TEXT SHOWN:
Amaya is our host this week, reminding us that ‘great music revitalizes the weary soul, expressing what words cannot, healing where medicine fails, guiding when the light has been extinguished’.  She says that as poets, though words are the tools of our trade, we are keen to the arsenal of literary devices and instruments that, when used wisely, can evoke the soul in much the same way that music does.

Amaya asks, when we consider melancholy, grief, or even profound joy — any overpowering emotion that might cause us to cry — what in our music lets us feel so deeply that it provides space for us to explore and affirm our sorrow?

For inspiration, she has shared poems by Seán Ó Coileáin and D.H. Lawrence, and asks to write about music that has made us shed tears. She would like poems about the experience and, if possible, links to songs via YouTube.

53 thoughts on “One Fine Day

  1. Amazing what can be movingly shared through voice and words. I saw her voice as a wave in the sea, power tinged with sadness. Love the butterfly image.

    Liked by 2 people

    1. Thank you so much, Glenn! I like classical music, tolerate most opera, and adore Puccini. But I’m first and foremost a Joni Mitchell fan, and a rock and metal girl at heart.


  2. Ah! So beautiful is this evocation — I love how you narrated this entire scene with its rises and falls, hope and despair, beauty and melancholy. It’s almost like a musical form of ekphrasis where your words and emotions emanated in such an astounding manner from the symphony.

    Liked by 1 person

  3. Yes, just amazing music…. the orchestra, her voice, her expressions. The years of training… the instrumentals and the voice. Your poetry is wonderfully depictive and I always admire rhyme. Well done!

    Liked by 2 people

  4. I’ve never seen Madam Butterfly, but my mother used to sing songs from it. I was a very sensitive child, and one day I saw a butterfly lying dead on the sidewalk. I became inconsolable. When my father (RIP) and I returned home, my grandmother was on the phone. My mother asked me to say hello to my grandmother, and I wailed “poor butterfly!” into the receiver.
    I’m honestly not surprised that my family didn’t know what to make of me. I was odd from the start. Or, as my late friend Walt would have said, fukt 2 start wit.

    Liked by 1 person

    1. Thank you, Toni. My favourite wedding anniversary was front seats at the Royal Albert Hall to see Madam Butterfly. I had no idea, my husband had planned it with precision., and I remember the goosebumps as Butterfly and her the chorus of the wedding party moved down between the seats to the performance area below, singing ‘Ancora un passo’ (“One step more”).

SUPPLIED INFORMATION:
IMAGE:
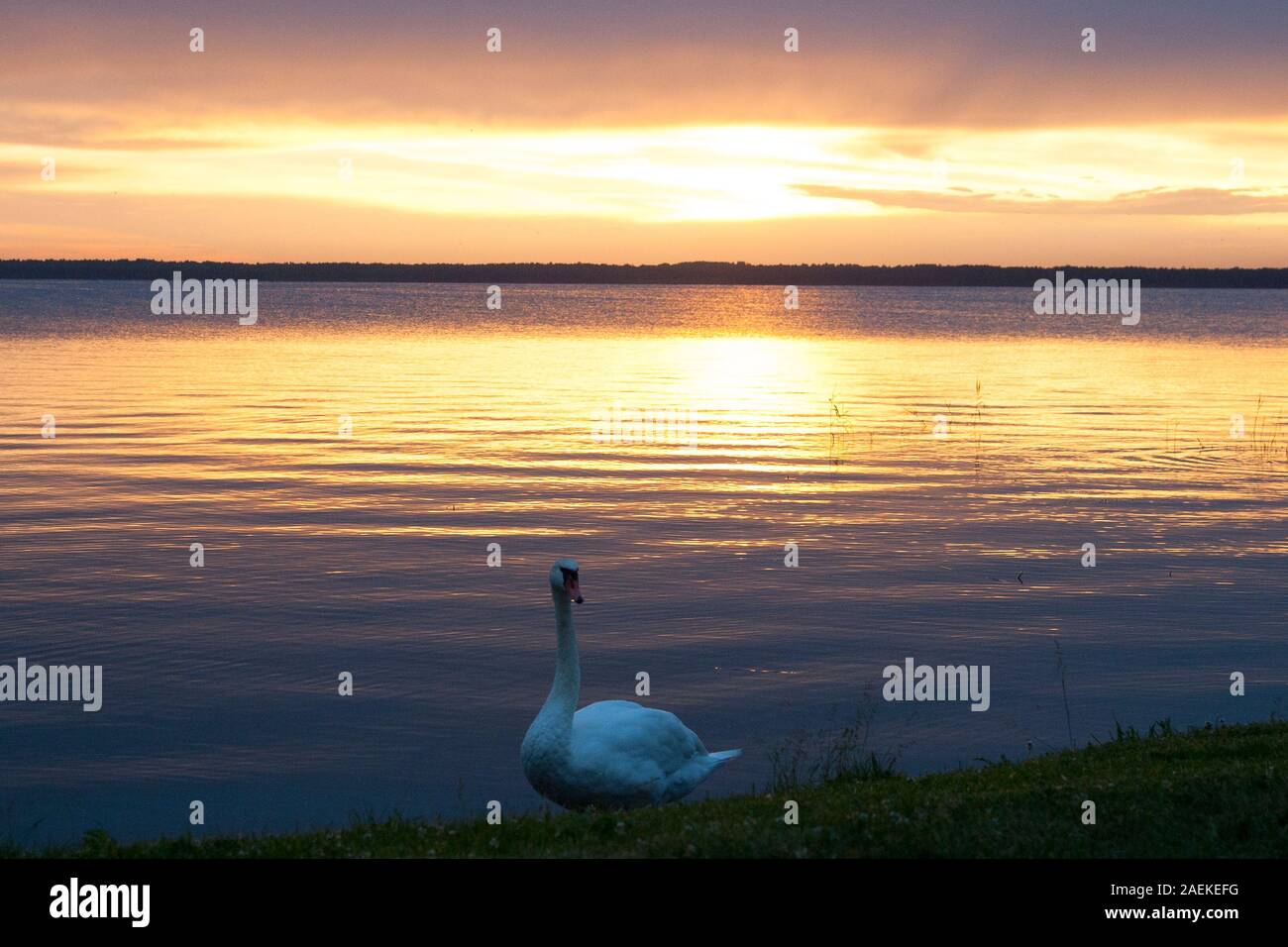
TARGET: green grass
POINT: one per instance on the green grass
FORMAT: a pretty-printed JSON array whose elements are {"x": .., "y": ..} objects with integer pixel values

ACTIVITY:
Can you quote the post about music that moves us to tears, starting with "1. Thank you so" and going on through "girl at heart."?

TASK SOLUTION:
1. Thank you so much, Glenn! I like classical music, tolerate most opera, and adore Puccini. But I’m first and foremost a Joni Mitchell fan, and a rock and metal girl at heart.